§ **WORK INSTRUCTIONS**
All entries are to be given again verbatim.

──────── GIVEN DATA ────────

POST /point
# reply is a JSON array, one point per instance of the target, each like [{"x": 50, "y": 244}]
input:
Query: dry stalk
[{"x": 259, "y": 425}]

────────

§ **EXERCISE OUTPUT**
POST /point
# reply is a JSON array, one point per instance of the target, each like [{"x": 50, "y": 244}]
input:
Query: dry stalk
[{"x": 259, "y": 425}]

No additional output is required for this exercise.